■ Position annotation records:
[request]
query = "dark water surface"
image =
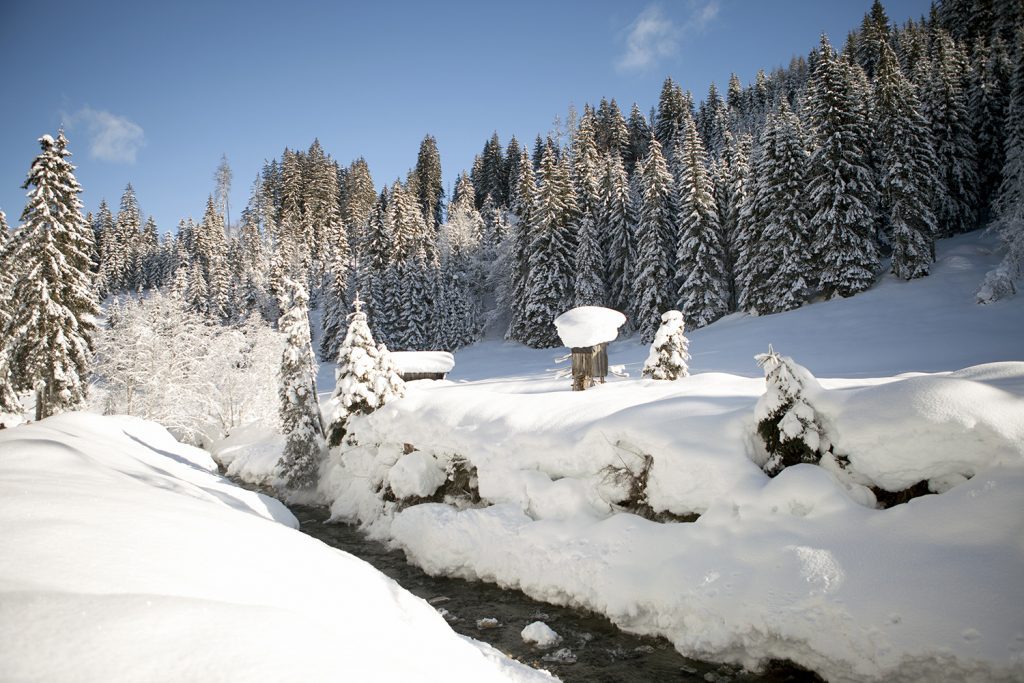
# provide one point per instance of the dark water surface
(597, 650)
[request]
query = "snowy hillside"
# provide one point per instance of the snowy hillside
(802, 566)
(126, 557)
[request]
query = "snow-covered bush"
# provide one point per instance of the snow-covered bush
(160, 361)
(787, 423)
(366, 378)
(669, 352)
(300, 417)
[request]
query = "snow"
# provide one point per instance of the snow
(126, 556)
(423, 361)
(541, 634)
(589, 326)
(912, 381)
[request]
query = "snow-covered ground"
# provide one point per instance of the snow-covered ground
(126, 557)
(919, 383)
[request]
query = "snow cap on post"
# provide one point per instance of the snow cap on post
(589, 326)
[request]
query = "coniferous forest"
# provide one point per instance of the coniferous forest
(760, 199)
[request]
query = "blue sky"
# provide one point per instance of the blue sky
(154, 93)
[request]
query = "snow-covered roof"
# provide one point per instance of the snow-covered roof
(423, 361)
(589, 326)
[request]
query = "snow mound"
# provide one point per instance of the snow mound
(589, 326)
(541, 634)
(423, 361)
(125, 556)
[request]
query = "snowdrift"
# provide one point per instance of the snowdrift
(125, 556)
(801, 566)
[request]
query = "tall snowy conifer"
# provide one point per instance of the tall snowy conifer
* * *
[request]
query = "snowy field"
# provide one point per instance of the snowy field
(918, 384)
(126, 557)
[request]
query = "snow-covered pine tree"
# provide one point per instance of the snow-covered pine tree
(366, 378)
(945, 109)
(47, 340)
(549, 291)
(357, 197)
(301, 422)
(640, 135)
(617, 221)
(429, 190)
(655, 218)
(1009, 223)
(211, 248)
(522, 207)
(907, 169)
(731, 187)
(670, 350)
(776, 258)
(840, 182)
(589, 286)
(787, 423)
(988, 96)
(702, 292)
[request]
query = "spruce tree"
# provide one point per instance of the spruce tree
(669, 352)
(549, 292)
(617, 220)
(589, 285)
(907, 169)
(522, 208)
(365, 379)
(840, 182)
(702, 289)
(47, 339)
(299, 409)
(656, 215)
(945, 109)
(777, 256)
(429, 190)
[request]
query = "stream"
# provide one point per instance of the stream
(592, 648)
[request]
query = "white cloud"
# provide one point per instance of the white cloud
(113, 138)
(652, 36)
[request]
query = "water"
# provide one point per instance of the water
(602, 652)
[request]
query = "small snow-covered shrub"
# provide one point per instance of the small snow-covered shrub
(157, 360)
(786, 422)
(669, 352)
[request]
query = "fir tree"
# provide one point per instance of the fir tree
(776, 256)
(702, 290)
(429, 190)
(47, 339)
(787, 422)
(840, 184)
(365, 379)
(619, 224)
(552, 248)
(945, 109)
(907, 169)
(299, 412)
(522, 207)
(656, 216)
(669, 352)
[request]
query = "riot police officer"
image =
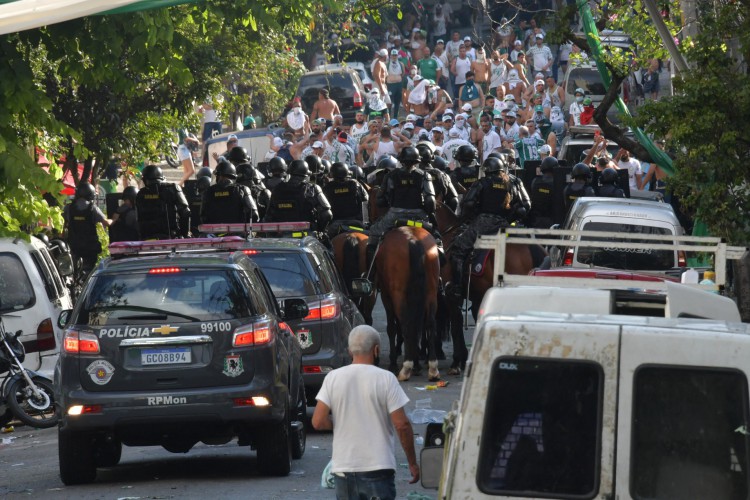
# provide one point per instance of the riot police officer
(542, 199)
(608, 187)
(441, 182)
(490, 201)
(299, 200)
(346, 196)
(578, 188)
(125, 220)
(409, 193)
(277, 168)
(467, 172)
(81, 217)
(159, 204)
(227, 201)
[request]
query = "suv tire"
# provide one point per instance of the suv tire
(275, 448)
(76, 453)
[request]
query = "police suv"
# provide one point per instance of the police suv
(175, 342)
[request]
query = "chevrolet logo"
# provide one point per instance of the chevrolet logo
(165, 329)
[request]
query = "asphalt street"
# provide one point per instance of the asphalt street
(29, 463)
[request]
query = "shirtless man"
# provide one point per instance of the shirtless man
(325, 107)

■ Task objective:
Display each line of the rows that contains the word "small". Letter case must match.

■ Answer for this exercise:
query = "small snow-covered shrub"
# provide one point per instance of the small snow-covered shrub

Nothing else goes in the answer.